УСЛОВИЕ ЗАДАЧИ 1
Кто, согласно отрывку о хотьковских и сергиевских промыслах, по народным преданиям сделал первую деревянную игрушку?
УСЛОВИЕ ЗАДАЧИ 2
Пожалуйста, продублируйте из записей строки, начиная со строки, где есть «352, row 476.», и заканчивая строкой, где есть «column 434, row 136», включая обе.

ИСХОДНЫЙ ОТРЫВОК
*-*-*

Знаменитый Филарет хвалился расписной хотьковской посудой: цветастыми чашками, чайниками, блюдами, фарфоровый и фаянсовый завод Попова был здесь. Поповский фарфор был плоть от плоти здешнего народного искусства. Обилие белых глин и земляных красок породило исконное здешнее художество. Встарь отдельные семьи по деревням лепили и обжигали. Потом завелись заводы: Дунаева в Митине, Попова близ монастыря. В XIX веке Дунаевские куклы — фарфоровые головки для шитых кукол — славились и за границей. Фарфоровые части пресловутых саксонских игрушек были сделаны и расписаны в хотьковских деревнях. Всему миру, можно сказать, известны были хотьковския шитые «мягкие» игрушки, а также всякое художественное вышиванье — вещи и для светского обихода-украшательства, и для церковного. Мастерством игрушки и высокой золотошёлковой вышивкой именит был Хотьковский девичий монастырь. Здесь было искусное гнездо художества женского. Художницы, монахини и белицы, в большинстве местные уроженки, творческой своей радостью питали высокую монастырскую технику.

Столицей игрушечного царства был Сергиев Посад. По народным преданиям, первую деревянную игрушку сделал сам Преподобный Сергий. Он будто бы вырезал («этим самым ножом в ножнице на ремешке») из липы птичек, коньков и дарил «на благословенье» детям.

Исследователи полагают, что здешнее, столь древнее и широкое, славное по всей России искусство деревянной игрушки вышло в XV веке из лаврской резной мастерской, пошла игрушка с лёгкой, мудрой и хитрой руки инока Амвросия. Образцы высокого художества Амвросия — резные кресты, панагии — хранятся в Лавре.

Деревня Богородская посейчас сохранила мастерство резной деревянной игрушки. А вообще Сергиевская игрушка, эта истинная радость и для ребёнка и для художника, — сергиевская игрушка была многолика и разнообразна по материалу и по искусству.

Игрушка и всякое художество было народным промыслом, «хлебом» здешнего края, овеянного, осенённого светом Радонежа.

«Не сами, по родителям», — скромно говорят о себе местные художники-кустари. Кругом «эти бедныя селенья, эта скудная природа», из подслепого оконца, из низеньких дверей избушки, где живёт и творит деревенский игрушечник, видны тощия нивы, глиняные, ухабистыя дороги, «серенькое русское небо», а на убогом дощаном столике, на полках и на печке праздник красок, царство сказки, радость цвета и формы. Дерево, глина, жесть, бумага — всё сияет и горит цветом небесно-голубым, ало-огненным, радуга позавидует яркости злато-соломенных, изумрудно-зелёных, «брусничных», «маковых», «сахарных», «седых», «облакитных», «бирюзистых», «жарких», тонов и цветов.

*-*-*

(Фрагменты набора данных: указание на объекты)
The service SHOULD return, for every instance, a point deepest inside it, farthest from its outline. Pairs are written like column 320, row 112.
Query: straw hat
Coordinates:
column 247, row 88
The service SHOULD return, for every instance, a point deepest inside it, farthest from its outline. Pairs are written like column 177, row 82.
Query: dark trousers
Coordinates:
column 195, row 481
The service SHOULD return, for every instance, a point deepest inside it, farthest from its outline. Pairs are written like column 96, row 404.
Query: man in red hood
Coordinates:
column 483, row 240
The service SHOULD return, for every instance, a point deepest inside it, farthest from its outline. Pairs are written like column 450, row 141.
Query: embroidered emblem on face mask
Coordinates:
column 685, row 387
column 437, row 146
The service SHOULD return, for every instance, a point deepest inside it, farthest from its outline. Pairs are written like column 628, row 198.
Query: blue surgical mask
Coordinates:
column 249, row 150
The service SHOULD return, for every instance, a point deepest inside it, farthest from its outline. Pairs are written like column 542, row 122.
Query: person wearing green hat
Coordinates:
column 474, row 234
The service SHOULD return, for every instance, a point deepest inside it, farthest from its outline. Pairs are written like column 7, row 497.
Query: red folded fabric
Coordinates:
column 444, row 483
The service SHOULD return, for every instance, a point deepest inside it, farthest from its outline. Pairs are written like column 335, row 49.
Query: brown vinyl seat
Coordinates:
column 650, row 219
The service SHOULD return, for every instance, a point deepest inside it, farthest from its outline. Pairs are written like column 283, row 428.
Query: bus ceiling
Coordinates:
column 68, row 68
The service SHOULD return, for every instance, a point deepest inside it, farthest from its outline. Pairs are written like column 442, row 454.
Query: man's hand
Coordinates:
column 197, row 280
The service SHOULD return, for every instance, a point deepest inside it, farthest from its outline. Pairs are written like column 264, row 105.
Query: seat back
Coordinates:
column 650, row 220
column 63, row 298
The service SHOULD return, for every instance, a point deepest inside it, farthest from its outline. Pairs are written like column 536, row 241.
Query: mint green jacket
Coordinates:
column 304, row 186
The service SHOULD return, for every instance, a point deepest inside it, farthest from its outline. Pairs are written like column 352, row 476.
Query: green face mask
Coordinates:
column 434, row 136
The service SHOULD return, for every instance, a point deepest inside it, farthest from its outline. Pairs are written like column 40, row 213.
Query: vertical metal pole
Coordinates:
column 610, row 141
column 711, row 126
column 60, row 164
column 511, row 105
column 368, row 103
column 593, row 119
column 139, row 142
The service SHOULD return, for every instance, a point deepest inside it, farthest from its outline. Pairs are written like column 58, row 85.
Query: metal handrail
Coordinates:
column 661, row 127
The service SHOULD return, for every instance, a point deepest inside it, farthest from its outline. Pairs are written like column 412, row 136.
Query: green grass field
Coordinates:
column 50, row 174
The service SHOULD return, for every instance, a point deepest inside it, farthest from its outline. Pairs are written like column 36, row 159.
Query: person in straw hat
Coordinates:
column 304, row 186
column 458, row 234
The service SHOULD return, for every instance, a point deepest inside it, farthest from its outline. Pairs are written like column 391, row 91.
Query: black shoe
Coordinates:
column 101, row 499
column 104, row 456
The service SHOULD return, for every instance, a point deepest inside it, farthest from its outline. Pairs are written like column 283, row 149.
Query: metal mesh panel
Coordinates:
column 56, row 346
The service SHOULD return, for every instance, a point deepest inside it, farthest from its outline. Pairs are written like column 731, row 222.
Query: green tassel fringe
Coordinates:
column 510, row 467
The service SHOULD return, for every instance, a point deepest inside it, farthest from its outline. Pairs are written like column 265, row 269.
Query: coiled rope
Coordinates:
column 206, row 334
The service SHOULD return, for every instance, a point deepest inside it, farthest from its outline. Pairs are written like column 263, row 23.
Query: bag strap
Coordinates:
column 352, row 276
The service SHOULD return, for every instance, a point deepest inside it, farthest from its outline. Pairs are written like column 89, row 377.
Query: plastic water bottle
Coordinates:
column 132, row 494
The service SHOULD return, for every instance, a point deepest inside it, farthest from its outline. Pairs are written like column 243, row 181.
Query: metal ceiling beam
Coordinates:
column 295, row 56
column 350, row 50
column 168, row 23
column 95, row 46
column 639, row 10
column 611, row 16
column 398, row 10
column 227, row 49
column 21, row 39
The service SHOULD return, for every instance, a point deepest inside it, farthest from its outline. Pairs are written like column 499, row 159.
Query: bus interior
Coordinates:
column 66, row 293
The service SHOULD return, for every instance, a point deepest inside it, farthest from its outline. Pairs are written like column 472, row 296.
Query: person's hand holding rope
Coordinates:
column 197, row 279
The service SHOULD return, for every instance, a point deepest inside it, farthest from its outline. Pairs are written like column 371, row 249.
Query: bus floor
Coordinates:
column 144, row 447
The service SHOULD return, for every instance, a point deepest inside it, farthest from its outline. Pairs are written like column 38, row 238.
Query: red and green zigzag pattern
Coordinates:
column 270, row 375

*-*-*

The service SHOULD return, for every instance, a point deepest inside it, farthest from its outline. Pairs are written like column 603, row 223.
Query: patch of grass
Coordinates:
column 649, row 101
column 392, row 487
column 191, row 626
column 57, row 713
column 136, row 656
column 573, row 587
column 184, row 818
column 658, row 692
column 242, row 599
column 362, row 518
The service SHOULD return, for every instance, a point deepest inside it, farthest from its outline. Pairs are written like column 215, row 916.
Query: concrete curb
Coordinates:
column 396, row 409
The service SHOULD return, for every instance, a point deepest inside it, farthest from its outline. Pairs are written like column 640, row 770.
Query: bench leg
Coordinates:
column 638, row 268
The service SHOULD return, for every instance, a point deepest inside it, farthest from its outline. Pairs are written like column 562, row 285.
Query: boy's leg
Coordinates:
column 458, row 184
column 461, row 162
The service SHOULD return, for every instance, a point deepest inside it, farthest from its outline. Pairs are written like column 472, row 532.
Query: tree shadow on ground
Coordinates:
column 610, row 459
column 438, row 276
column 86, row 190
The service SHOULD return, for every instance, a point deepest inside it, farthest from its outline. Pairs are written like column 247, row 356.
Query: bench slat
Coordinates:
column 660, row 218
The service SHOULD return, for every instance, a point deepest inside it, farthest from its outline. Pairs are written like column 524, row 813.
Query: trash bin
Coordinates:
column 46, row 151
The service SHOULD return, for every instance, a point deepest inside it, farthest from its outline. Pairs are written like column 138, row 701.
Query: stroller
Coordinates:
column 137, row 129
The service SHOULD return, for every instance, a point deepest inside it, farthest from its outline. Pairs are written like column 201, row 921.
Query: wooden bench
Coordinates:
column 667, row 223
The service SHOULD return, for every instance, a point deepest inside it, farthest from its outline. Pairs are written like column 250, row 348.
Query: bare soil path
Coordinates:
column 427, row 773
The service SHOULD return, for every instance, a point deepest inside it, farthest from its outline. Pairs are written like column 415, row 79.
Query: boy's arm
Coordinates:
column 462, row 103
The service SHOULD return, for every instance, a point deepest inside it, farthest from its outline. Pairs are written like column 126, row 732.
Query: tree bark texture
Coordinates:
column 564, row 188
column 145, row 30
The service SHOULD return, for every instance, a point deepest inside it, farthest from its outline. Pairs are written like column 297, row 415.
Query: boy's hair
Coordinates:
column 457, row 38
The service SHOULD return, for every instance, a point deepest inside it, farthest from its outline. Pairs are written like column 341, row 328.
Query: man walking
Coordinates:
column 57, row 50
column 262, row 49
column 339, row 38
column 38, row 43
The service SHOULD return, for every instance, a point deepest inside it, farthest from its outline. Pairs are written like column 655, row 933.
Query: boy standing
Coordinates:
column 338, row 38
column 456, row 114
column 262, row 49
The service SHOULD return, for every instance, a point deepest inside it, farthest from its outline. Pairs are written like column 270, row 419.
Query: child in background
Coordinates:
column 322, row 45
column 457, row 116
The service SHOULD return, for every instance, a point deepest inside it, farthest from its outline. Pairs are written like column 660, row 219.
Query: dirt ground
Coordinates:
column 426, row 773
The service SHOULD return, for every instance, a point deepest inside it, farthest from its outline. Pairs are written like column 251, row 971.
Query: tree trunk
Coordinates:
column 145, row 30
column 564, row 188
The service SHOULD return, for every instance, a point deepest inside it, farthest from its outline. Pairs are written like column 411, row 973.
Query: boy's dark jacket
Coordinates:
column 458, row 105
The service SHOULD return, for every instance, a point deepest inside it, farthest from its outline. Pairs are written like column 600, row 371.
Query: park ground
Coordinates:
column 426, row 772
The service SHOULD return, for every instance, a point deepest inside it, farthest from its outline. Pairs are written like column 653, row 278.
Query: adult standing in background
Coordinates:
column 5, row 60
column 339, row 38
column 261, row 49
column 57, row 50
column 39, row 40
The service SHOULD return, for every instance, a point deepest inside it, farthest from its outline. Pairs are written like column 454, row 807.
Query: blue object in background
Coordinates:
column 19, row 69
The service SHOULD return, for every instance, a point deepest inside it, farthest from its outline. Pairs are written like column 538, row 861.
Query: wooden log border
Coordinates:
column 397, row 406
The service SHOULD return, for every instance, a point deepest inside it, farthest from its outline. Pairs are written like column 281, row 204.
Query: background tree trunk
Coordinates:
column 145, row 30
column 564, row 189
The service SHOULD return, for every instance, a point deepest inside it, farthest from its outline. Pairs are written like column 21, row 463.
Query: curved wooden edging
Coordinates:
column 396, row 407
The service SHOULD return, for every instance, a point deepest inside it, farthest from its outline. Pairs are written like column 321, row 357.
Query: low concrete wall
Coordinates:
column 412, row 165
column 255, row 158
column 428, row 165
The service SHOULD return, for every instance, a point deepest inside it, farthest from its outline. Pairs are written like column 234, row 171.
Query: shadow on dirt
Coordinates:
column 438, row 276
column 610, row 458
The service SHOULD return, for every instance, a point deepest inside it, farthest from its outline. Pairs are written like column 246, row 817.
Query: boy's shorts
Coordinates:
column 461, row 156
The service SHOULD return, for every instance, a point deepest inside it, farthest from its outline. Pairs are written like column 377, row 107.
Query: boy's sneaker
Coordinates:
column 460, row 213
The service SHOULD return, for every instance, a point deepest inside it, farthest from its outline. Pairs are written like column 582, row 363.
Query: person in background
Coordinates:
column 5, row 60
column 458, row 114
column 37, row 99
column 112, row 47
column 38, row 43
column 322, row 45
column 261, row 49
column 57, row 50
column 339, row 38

*-*-*

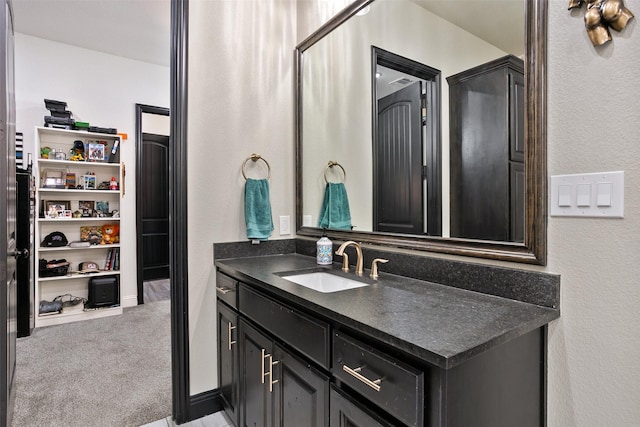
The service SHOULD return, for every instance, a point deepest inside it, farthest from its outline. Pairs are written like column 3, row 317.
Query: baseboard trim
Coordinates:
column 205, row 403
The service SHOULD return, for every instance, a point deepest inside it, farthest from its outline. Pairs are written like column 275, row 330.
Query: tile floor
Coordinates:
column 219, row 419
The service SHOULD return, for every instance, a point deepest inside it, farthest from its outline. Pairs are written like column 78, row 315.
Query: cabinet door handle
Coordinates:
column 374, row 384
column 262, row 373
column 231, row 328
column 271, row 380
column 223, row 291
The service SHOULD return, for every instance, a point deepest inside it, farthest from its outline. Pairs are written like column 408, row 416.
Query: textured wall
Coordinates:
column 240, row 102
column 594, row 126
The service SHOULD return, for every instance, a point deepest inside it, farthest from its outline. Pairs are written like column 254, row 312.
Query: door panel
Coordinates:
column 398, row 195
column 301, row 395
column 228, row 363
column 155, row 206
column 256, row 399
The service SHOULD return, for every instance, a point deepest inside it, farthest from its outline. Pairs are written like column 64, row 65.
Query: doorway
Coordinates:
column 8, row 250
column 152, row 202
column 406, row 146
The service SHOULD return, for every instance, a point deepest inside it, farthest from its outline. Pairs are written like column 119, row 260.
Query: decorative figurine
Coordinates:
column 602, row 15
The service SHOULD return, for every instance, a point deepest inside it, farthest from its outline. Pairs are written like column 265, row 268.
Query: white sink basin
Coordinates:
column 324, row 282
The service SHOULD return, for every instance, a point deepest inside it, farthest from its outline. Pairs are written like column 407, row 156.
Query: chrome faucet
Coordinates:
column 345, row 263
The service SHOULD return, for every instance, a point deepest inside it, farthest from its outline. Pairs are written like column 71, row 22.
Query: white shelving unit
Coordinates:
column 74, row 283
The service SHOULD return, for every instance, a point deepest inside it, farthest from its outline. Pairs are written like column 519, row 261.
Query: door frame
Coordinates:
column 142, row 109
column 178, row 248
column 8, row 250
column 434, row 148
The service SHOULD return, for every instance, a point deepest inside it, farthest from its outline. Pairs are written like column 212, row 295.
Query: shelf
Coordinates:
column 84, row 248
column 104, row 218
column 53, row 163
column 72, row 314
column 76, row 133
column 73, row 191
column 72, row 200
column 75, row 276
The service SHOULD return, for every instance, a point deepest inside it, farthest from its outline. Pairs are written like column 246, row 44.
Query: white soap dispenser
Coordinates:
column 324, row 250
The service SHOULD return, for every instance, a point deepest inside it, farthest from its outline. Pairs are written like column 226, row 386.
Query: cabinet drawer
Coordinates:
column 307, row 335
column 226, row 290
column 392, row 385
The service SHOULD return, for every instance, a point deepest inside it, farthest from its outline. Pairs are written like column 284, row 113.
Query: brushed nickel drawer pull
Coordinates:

*-*-*

РАЗОБРАННЫЙ ОТВЕТ 1
Преподобный Сергий.

РАЗОБРАННЫЙ ОТВЕТ 2
The service SHOULD return, for every instance, a point deepest inside it, farthest from its outline. Pairs are written like column 352, row 476.
Query: green face mask
Coordinates:
column 434, row 136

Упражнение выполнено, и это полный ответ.